▶ Given task
How many lines in the records contain the string "ceramic"? Reply with the number alone.

▶ Dataset items
>> BEGIN
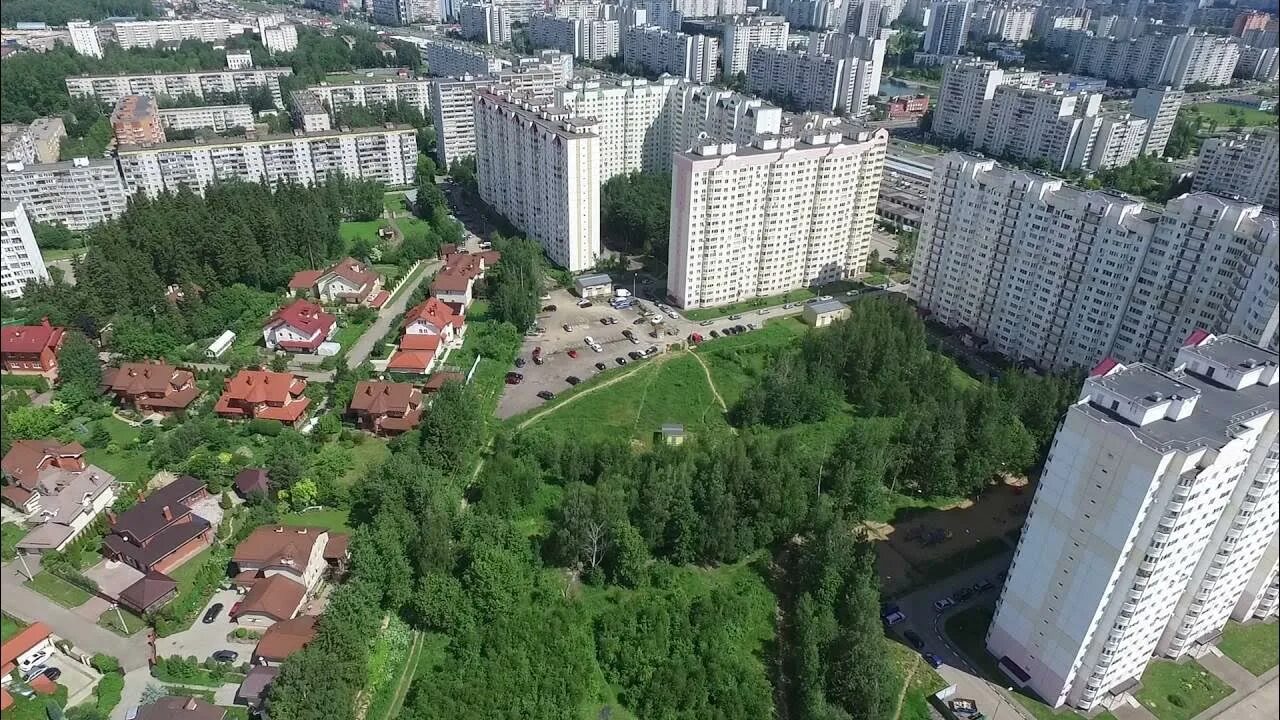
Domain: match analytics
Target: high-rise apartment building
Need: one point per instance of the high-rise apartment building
(149, 33)
(1243, 165)
(136, 121)
(690, 57)
(385, 154)
(485, 22)
(204, 85)
(539, 167)
(949, 27)
(744, 32)
(782, 213)
(85, 39)
(21, 256)
(1153, 523)
(1063, 277)
(78, 194)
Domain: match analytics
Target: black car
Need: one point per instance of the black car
(917, 641)
(211, 614)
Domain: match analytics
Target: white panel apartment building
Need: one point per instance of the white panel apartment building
(78, 194)
(540, 169)
(1063, 277)
(388, 155)
(21, 256)
(214, 117)
(149, 33)
(690, 57)
(744, 32)
(776, 215)
(1242, 164)
(1153, 522)
(110, 89)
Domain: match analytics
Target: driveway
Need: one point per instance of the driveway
(202, 639)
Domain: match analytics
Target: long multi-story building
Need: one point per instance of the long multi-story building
(78, 194)
(690, 57)
(1160, 58)
(485, 22)
(21, 260)
(218, 118)
(744, 32)
(539, 167)
(1242, 165)
(149, 33)
(388, 155)
(205, 85)
(784, 213)
(1061, 277)
(1153, 523)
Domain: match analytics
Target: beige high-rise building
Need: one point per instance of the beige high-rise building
(782, 213)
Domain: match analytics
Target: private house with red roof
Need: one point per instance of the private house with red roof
(161, 531)
(151, 387)
(346, 281)
(385, 408)
(416, 354)
(261, 393)
(435, 317)
(58, 492)
(298, 327)
(31, 350)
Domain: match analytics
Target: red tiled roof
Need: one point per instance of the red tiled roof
(30, 338)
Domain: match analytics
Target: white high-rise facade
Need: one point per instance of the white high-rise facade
(22, 260)
(1061, 277)
(539, 167)
(780, 214)
(1153, 523)
(1242, 164)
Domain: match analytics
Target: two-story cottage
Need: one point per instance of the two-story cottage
(385, 408)
(160, 532)
(151, 387)
(55, 488)
(346, 281)
(31, 350)
(298, 327)
(261, 393)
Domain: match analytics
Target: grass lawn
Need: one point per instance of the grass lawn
(9, 536)
(1256, 647)
(333, 520)
(112, 621)
(1179, 691)
(9, 627)
(58, 589)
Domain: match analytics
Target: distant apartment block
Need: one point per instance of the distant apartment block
(1060, 277)
(539, 167)
(388, 155)
(21, 256)
(1153, 523)
(78, 194)
(204, 85)
(1242, 165)
(782, 213)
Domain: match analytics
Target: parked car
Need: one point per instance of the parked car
(211, 614)
(915, 639)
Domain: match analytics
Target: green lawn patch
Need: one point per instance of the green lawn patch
(1179, 691)
(1256, 647)
(58, 589)
(334, 520)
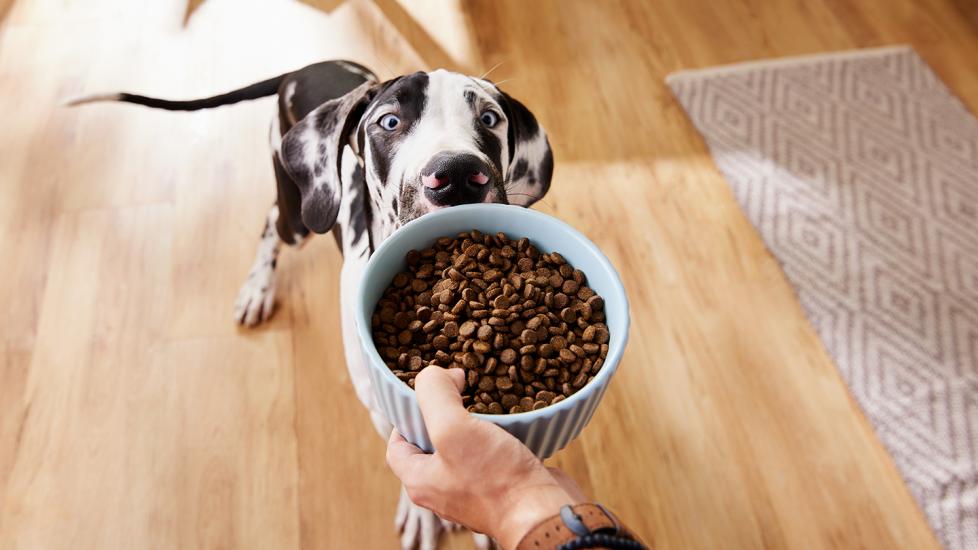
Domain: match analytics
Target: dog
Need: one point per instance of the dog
(359, 158)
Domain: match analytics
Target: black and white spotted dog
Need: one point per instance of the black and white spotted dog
(360, 157)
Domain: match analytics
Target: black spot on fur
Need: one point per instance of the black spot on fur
(546, 170)
(519, 169)
(358, 218)
(408, 95)
(489, 144)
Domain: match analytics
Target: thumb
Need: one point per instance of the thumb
(440, 399)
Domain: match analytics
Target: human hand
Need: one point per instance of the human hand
(479, 475)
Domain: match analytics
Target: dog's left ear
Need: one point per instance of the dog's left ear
(532, 161)
(312, 154)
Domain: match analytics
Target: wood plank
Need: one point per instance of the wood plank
(134, 414)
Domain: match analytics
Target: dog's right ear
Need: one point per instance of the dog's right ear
(312, 154)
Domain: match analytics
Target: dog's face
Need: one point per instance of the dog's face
(425, 141)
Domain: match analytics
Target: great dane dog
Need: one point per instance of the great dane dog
(360, 158)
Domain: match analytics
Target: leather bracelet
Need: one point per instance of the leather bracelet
(555, 531)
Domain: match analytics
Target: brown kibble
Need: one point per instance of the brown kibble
(509, 401)
(503, 383)
(568, 315)
(522, 323)
(440, 342)
(481, 347)
(545, 396)
(467, 329)
(547, 351)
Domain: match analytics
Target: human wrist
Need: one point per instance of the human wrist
(526, 509)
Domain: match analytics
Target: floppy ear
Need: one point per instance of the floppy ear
(312, 154)
(531, 163)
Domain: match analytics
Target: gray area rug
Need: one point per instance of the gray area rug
(860, 171)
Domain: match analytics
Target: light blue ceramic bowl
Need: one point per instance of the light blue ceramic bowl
(544, 431)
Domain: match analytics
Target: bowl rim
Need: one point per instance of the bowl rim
(618, 290)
>> END
▶ Exercise result
2